The full listing should be set down again without a single alteration.
•••
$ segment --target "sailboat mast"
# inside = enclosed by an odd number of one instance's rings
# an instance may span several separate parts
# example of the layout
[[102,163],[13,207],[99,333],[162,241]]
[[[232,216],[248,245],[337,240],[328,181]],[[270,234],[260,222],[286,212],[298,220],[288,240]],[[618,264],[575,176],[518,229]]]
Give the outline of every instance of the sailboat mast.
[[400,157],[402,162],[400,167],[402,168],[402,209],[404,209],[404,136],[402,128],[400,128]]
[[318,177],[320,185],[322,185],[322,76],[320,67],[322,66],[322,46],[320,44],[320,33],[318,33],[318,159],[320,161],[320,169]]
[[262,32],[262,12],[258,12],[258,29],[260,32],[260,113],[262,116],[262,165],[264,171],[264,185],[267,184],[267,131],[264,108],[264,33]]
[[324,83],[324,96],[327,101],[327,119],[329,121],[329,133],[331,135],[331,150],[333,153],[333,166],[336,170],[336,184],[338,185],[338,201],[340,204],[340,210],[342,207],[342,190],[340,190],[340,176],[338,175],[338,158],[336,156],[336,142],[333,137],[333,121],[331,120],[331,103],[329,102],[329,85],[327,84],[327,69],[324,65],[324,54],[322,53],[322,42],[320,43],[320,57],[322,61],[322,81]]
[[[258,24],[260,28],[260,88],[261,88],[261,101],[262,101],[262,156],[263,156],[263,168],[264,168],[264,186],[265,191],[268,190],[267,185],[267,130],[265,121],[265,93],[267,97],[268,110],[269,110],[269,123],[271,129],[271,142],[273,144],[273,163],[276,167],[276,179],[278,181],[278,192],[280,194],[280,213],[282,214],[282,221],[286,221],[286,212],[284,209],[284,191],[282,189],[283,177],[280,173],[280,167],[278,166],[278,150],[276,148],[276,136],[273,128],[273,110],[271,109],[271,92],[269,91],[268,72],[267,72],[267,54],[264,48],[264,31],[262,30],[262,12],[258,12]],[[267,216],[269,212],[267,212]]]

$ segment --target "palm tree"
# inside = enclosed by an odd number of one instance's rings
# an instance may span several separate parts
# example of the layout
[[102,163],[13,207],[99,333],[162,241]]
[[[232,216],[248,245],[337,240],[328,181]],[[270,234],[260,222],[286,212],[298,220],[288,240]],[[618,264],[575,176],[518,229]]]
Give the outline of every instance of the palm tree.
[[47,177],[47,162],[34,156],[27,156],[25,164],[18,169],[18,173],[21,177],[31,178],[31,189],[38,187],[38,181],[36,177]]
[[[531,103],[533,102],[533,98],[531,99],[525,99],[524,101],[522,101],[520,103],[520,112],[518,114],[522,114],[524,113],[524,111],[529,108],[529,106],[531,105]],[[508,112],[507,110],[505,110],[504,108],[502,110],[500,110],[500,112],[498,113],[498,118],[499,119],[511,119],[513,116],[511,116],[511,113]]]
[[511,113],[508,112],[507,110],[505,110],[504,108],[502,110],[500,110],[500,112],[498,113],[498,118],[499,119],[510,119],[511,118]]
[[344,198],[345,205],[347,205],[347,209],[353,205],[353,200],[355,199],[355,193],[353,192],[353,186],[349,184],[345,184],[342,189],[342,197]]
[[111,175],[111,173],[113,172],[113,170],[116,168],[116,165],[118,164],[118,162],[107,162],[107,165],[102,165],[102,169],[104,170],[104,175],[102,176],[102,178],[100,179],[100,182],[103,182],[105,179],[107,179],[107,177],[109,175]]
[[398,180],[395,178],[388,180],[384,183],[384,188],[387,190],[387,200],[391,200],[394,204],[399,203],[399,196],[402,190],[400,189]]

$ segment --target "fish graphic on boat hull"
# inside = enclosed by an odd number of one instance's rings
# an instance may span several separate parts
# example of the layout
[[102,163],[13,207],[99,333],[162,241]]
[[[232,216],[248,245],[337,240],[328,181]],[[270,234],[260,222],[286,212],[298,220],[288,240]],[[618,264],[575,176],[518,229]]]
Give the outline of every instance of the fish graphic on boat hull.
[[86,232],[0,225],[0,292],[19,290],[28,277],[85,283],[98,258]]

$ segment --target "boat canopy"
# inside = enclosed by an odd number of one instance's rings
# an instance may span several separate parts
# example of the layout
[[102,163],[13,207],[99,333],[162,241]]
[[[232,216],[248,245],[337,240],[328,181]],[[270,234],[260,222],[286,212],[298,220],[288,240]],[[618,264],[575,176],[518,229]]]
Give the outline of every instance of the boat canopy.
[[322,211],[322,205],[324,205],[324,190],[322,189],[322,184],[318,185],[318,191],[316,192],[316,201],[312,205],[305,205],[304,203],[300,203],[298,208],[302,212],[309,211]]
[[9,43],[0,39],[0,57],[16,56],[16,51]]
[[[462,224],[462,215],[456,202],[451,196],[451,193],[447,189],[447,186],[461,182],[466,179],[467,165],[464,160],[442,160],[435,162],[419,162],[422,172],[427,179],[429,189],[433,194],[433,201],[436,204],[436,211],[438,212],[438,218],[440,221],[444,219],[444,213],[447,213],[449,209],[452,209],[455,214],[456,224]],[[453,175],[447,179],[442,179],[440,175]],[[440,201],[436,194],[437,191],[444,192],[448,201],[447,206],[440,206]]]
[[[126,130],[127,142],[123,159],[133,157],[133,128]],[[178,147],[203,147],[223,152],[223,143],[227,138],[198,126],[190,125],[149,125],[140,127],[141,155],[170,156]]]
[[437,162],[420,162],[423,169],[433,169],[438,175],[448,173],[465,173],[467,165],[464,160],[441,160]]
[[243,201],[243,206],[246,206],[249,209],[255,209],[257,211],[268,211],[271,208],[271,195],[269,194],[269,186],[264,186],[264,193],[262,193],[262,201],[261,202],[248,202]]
•••
● **YOUR RESPONSE**:
$ segment --target "sailboat mast"
# inside = enclosed by an odd number of one instance's rings
# an instance may span several separate parts
# example of the layout
[[102,163],[13,207],[99,333],[162,241]]
[[[232,216],[248,245],[337,240],[328,181]],[[270,234],[260,222],[286,212],[298,220],[288,240]],[[618,264],[575,176],[518,229]]]
Give the outline of every instance of the sailboat mast.
[[400,157],[402,162],[400,167],[402,168],[402,209],[404,209],[404,136],[402,128],[400,128]]
[[318,177],[320,185],[322,185],[322,76],[320,67],[322,66],[322,46],[320,44],[320,33],[318,33],[318,159],[320,161],[320,169]]
[[262,32],[262,12],[258,12],[258,29],[260,32],[260,113],[262,116],[262,165],[264,171],[264,185],[267,184],[267,131],[264,108],[264,33]]
[[324,83],[324,96],[327,101],[327,119],[329,121],[329,133],[331,135],[331,150],[333,153],[333,166],[336,170],[336,184],[338,185],[338,201],[340,204],[340,210],[342,207],[342,190],[340,190],[340,176],[338,175],[338,158],[336,156],[336,142],[333,137],[333,121],[331,120],[331,103],[329,102],[329,85],[327,84],[327,69],[324,65],[324,54],[322,53],[322,42],[320,43],[320,57],[322,61],[322,81]]
[[[258,24],[260,28],[260,88],[261,88],[261,101],[262,101],[262,156],[263,156],[263,168],[264,168],[264,186],[265,191],[268,190],[267,185],[267,130],[265,121],[265,93],[267,97],[268,110],[269,110],[269,123],[271,129],[271,142],[273,144],[273,163],[276,167],[276,179],[278,181],[278,192],[280,194],[280,213],[282,214],[282,221],[286,221],[286,212],[284,209],[284,191],[282,189],[283,177],[280,173],[280,167],[278,166],[278,150],[276,148],[276,136],[273,128],[273,110],[271,109],[271,92],[269,91],[268,72],[267,72],[267,54],[264,48],[264,31],[262,30],[262,12],[258,12]],[[267,216],[269,212],[267,212]]]

$ segment --target "palm tree"
# inside = enclosed by an odd number of one instance's rings
# an instance may span several separate parts
# example of the layout
[[102,163],[13,207],[99,333],[162,241]]
[[[232,216],[248,245],[337,240],[328,181]],[[270,234],[260,222],[286,212],[298,220],[288,240]],[[618,264],[575,176],[518,229]]]
Give the outline of every instance of the palm tree.
[[47,177],[47,162],[34,156],[27,156],[25,164],[18,169],[18,173],[21,177],[31,178],[31,189],[38,187],[38,181],[36,177]]
[[[531,103],[533,102],[533,98],[531,99],[525,99],[524,101],[522,101],[520,103],[520,112],[518,114],[522,114],[524,113],[524,111],[529,108],[529,106],[531,105]],[[508,112],[507,110],[505,110],[504,108],[502,110],[500,110],[500,112],[498,113],[498,118],[499,119],[511,119],[513,116],[511,116],[511,113]]]
[[511,113],[508,112],[507,110],[505,110],[504,108],[502,110],[500,110],[500,112],[498,113],[498,118],[499,119],[510,119],[511,118]]
[[344,198],[345,205],[347,205],[347,209],[353,205],[353,200],[355,199],[355,193],[353,192],[353,186],[349,184],[345,184],[342,189],[342,197]]
[[111,175],[111,173],[113,172],[113,170],[116,168],[116,165],[118,164],[118,162],[107,162],[107,165],[102,165],[102,169],[104,170],[104,175],[102,176],[102,178],[100,179],[100,182],[103,182],[105,179],[107,179],[107,177],[109,175]]
[[398,180],[395,178],[388,180],[384,183],[384,188],[387,190],[387,200],[391,200],[394,204],[399,203],[399,196],[402,190],[400,189]]

$ segment --target "fish graphic on boat hull"
# inside = enclosed by an odd number of one instance's rings
# an instance may span several separate parts
# example of the layout
[[102,163],[13,207],[99,333],[162,241]]
[[[232,216],[248,245],[337,240],[328,181]],[[270,234],[260,222],[286,212],[298,220],[288,240]],[[618,264],[575,176],[518,229]]]
Give the outline of every instance of the fish graphic on boat hull.
[[86,232],[0,225],[0,292],[19,290],[28,277],[85,283],[98,258]]

$ segment --target "boat canopy"
# inside = enclosed by an odd number of one instance's rings
# an instance may span several separate parts
# example of the layout
[[102,163],[13,207],[99,333],[162,241]]
[[[232,216],[248,245],[337,240],[328,181]],[[270,234],[260,222],[286,212],[298,220],[288,240]],[[618,264],[575,176],[518,229]]]
Give the outline of every instance of the boat canopy.
[[322,211],[322,205],[324,205],[324,190],[322,189],[322,184],[318,185],[318,191],[316,192],[316,201],[312,205],[305,205],[304,203],[300,203],[298,208],[302,212],[309,211]]
[[9,43],[0,39],[0,57],[16,56],[16,51]]
[[[462,224],[462,215],[456,202],[451,196],[451,193],[447,189],[447,186],[461,182],[466,179],[467,165],[464,160],[442,160],[435,162],[419,162],[422,172],[427,179],[429,189],[433,194],[433,201],[436,204],[436,211],[438,212],[438,218],[440,221],[444,219],[444,213],[447,213],[449,209],[452,209],[455,214],[456,224]],[[453,175],[447,179],[442,179],[440,175]],[[440,201],[436,194],[437,191],[444,192],[448,201],[447,206],[440,206]]]
[[[126,130],[127,142],[123,159],[133,157],[133,128]],[[178,147],[203,147],[223,152],[223,143],[227,138],[198,126],[190,125],[149,125],[140,127],[141,155],[170,156]]]
[[437,162],[420,162],[423,169],[433,169],[438,175],[448,173],[465,173],[467,165],[464,160],[441,160]]
[[243,201],[243,206],[246,206],[249,209],[255,209],[257,211],[268,211],[271,208],[271,195],[269,194],[269,186],[264,186],[264,193],[262,193],[262,201],[261,202],[248,202]]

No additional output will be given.